◆ Data extract:
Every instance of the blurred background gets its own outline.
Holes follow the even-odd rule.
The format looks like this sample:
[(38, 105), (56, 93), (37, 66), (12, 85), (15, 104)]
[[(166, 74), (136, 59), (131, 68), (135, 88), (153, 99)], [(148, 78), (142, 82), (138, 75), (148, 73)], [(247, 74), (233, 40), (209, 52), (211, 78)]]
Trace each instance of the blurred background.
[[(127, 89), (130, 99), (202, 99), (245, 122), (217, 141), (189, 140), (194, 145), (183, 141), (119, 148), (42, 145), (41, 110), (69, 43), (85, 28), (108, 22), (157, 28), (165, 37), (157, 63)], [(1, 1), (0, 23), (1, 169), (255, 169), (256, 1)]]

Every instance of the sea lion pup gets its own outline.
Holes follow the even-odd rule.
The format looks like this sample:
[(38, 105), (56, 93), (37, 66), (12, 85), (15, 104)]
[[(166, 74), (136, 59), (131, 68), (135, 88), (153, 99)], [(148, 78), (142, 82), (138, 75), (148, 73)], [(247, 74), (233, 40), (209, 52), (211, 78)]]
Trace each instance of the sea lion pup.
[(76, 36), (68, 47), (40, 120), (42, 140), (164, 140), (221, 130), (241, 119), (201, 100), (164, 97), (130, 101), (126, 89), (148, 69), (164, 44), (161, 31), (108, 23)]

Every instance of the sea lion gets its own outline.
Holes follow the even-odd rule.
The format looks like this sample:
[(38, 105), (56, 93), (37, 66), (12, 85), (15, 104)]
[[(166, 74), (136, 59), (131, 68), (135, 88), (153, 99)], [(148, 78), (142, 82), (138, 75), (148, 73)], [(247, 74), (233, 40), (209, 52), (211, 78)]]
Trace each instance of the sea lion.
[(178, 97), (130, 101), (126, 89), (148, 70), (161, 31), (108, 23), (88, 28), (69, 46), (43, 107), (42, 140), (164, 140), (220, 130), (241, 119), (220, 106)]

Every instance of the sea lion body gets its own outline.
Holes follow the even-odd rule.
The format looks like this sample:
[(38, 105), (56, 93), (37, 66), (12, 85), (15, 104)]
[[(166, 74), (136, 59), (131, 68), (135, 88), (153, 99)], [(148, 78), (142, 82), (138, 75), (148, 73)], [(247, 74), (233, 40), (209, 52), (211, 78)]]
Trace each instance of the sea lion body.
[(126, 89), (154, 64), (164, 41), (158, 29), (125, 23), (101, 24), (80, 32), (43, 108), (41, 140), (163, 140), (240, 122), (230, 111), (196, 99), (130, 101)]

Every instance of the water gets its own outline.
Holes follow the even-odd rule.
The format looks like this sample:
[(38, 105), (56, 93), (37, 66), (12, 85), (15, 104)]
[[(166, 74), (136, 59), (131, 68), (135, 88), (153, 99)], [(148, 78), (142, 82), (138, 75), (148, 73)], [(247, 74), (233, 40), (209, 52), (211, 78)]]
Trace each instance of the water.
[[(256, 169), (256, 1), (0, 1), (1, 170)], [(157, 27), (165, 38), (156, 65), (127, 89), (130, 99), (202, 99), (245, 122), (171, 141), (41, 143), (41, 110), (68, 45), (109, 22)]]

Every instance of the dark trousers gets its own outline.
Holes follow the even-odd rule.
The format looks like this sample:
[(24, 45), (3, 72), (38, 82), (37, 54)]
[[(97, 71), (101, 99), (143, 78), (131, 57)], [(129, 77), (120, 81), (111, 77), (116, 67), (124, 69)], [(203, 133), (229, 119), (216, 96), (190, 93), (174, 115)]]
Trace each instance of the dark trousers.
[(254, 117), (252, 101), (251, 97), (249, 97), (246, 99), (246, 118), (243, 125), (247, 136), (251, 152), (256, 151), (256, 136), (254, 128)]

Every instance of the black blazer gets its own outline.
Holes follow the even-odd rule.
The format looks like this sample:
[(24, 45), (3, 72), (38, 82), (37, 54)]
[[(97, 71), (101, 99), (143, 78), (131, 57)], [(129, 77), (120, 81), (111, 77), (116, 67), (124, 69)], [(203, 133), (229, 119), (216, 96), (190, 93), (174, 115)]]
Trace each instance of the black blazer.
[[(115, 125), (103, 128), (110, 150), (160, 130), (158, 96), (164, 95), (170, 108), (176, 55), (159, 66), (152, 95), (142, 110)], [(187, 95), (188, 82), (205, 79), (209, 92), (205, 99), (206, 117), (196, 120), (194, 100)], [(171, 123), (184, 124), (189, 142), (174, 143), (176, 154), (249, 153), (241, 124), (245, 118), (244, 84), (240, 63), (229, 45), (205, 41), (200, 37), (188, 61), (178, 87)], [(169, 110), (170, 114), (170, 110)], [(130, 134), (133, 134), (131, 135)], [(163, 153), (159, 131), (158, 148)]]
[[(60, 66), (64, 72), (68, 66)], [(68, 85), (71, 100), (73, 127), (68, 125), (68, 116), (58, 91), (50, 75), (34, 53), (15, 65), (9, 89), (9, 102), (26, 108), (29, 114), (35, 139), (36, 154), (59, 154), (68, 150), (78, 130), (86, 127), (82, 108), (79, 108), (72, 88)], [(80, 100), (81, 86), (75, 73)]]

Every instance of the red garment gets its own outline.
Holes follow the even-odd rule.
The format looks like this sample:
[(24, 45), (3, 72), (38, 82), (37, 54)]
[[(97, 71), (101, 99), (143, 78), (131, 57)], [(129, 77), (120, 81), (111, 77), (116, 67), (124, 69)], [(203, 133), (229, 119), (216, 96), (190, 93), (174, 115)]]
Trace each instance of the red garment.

◆ Goal: Please copy the material above word for word, from the line with "Every instance of the black" to the line with "Trace each instance of the black blazer.", including both of those lines and nothing else.

◆ Result:
Every instance of the black blazer gets its own outline.
Holes follow the even-odd rule.
The format looks like this sample:
[(24, 45), (3, 72), (38, 82), (37, 54)]
[[(97, 71), (101, 99), (143, 78), (131, 57)], [(129, 77), (120, 81), (111, 77), (116, 67), (124, 69)], [(203, 133), (229, 119), (216, 96), (190, 93), (174, 115)]]
Trace each instance of the black blazer.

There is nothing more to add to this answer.